*** DATA IN THIS EXERCISE Section Begins ***
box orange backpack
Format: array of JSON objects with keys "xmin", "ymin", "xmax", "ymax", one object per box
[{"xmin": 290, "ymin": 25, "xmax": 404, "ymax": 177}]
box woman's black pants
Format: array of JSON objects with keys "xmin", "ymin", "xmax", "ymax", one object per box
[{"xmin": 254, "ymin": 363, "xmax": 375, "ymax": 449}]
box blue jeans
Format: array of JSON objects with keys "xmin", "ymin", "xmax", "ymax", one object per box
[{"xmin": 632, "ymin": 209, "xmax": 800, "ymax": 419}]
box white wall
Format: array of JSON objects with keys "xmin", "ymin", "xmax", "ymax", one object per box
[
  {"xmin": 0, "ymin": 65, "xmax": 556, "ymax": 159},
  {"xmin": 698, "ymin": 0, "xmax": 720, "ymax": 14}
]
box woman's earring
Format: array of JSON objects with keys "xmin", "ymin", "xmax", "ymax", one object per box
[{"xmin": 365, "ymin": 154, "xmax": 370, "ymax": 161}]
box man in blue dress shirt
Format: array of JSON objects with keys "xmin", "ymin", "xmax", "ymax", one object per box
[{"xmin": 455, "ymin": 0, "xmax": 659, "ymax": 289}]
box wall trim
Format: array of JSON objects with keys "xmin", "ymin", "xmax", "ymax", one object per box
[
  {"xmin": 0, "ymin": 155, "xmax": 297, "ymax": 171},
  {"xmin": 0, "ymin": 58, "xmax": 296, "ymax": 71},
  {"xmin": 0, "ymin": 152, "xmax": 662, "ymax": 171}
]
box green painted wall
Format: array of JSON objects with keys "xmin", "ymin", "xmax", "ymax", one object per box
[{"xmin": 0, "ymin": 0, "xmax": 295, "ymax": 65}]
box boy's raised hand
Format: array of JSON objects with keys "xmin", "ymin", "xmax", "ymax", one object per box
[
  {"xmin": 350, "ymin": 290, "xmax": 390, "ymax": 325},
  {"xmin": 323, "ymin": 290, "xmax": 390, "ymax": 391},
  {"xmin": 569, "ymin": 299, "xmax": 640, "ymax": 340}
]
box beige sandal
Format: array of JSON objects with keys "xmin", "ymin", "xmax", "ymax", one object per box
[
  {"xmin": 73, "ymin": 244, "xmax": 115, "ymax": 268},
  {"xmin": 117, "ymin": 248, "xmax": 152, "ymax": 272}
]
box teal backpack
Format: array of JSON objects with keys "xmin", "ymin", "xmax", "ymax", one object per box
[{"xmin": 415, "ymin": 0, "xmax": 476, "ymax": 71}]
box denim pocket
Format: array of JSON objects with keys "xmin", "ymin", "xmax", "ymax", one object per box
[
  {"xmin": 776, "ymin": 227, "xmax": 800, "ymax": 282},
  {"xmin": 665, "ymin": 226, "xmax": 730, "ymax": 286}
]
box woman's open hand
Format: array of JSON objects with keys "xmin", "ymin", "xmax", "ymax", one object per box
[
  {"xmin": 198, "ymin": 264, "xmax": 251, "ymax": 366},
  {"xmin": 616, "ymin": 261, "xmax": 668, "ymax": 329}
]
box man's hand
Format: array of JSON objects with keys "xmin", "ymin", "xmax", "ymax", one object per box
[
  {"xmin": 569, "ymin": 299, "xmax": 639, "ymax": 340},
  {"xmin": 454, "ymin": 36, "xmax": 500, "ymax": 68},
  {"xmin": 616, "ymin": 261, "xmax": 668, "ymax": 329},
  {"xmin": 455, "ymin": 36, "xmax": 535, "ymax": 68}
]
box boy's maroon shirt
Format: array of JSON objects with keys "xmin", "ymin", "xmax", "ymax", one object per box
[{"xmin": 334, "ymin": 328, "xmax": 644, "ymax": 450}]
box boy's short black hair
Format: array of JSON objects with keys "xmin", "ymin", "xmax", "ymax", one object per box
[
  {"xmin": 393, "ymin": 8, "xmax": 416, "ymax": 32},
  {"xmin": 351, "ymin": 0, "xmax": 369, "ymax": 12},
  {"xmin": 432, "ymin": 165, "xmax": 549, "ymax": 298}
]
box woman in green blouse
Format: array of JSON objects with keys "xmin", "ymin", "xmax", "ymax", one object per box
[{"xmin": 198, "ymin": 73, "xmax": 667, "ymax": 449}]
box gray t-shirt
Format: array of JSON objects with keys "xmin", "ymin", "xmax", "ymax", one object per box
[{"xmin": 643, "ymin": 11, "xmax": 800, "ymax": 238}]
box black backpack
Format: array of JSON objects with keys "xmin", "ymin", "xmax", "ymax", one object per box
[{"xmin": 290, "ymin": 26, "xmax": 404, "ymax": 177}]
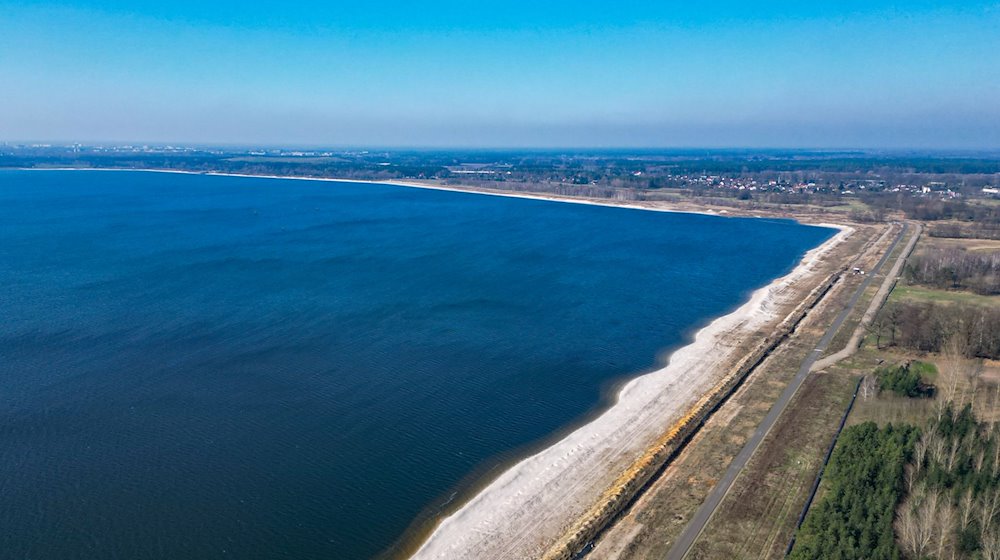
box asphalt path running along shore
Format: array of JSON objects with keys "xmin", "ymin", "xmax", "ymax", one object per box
[{"xmin": 665, "ymin": 222, "xmax": 909, "ymax": 560}]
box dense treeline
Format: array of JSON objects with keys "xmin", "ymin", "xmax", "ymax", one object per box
[
  {"xmin": 905, "ymin": 248, "xmax": 1000, "ymax": 295},
  {"xmin": 863, "ymin": 195, "xmax": 1000, "ymax": 239},
  {"xmin": 929, "ymin": 223, "xmax": 1000, "ymax": 241},
  {"xmin": 896, "ymin": 405, "xmax": 1000, "ymax": 559},
  {"xmin": 873, "ymin": 302, "xmax": 1000, "ymax": 360},
  {"xmin": 791, "ymin": 404, "xmax": 1000, "ymax": 559},
  {"xmin": 866, "ymin": 197, "xmax": 1000, "ymax": 224},
  {"xmin": 789, "ymin": 422, "xmax": 920, "ymax": 560}
]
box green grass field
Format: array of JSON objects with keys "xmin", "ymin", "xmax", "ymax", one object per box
[
  {"xmin": 888, "ymin": 283, "xmax": 1000, "ymax": 307},
  {"xmin": 909, "ymin": 360, "xmax": 938, "ymax": 380}
]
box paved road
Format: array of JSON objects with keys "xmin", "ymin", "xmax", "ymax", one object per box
[{"xmin": 664, "ymin": 223, "xmax": 909, "ymax": 560}]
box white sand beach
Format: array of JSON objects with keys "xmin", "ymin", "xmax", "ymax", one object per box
[{"xmin": 409, "ymin": 224, "xmax": 851, "ymax": 560}]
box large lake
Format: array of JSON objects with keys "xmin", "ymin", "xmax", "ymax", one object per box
[{"xmin": 0, "ymin": 170, "xmax": 832, "ymax": 559}]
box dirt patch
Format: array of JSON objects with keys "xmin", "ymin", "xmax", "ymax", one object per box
[{"xmin": 982, "ymin": 360, "xmax": 1000, "ymax": 384}]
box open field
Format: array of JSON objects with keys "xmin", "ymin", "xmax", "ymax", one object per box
[
  {"xmin": 889, "ymin": 232, "xmax": 1000, "ymax": 306},
  {"xmin": 888, "ymin": 283, "xmax": 1000, "ymax": 307},
  {"xmin": 920, "ymin": 236, "xmax": 1000, "ymax": 253}
]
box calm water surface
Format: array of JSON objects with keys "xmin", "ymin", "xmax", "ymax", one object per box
[{"xmin": 0, "ymin": 170, "xmax": 832, "ymax": 559}]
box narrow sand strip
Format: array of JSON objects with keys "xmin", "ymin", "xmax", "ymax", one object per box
[{"xmin": 409, "ymin": 225, "xmax": 852, "ymax": 560}]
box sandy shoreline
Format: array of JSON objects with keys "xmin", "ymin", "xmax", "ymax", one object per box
[
  {"xmin": 19, "ymin": 166, "xmax": 852, "ymax": 558},
  {"xmin": 406, "ymin": 223, "xmax": 850, "ymax": 559}
]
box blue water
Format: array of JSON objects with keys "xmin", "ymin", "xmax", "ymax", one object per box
[{"xmin": 0, "ymin": 170, "xmax": 833, "ymax": 559}]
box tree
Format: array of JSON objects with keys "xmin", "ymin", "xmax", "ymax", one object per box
[
  {"xmin": 897, "ymin": 486, "xmax": 937, "ymax": 560},
  {"xmin": 791, "ymin": 423, "xmax": 918, "ymax": 559},
  {"xmin": 981, "ymin": 488, "xmax": 1000, "ymax": 544},
  {"xmin": 960, "ymin": 488, "xmax": 977, "ymax": 532},
  {"xmin": 861, "ymin": 374, "xmax": 879, "ymax": 401},
  {"xmin": 938, "ymin": 336, "xmax": 968, "ymax": 419},
  {"xmin": 877, "ymin": 364, "xmax": 926, "ymax": 398},
  {"xmin": 935, "ymin": 497, "xmax": 956, "ymax": 559},
  {"xmin": 984, "ymin": 529, "xmax": 1000, "ymax": 560}
]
*** DATA IN THIS EXERCISE Section Ends ***
### INSTRUCTIONS TO FOLLOW:
Restate word for word only the lines above from the line containing "box dirt patch" to the line containing "box calm water surface", both of them included.

### SOLUTION TO THE PROBLEM:
box dirt patch
Format: array of JSON objects with keys "xmin", "ymin", "xmax", "ymax", one object per box
[{"xmin": 982, "ymin": 360, "xmax": 1000, "ymax": 384}]
box open field
Format: array of JSON objects with keys "xmin", "ymin", "xmax", "ymax", one object per box
[
  {"xmin": 889, "ymin": 232, "xmax": 1000, "ymax": 306},
  {"xmin": 888, "ymin": 283, "xmax": 1000, "ymax": 307},
  {"xmin": 920, "ymin": 236, "xmax": 1000, "ymax": 253}
]
box calm water surface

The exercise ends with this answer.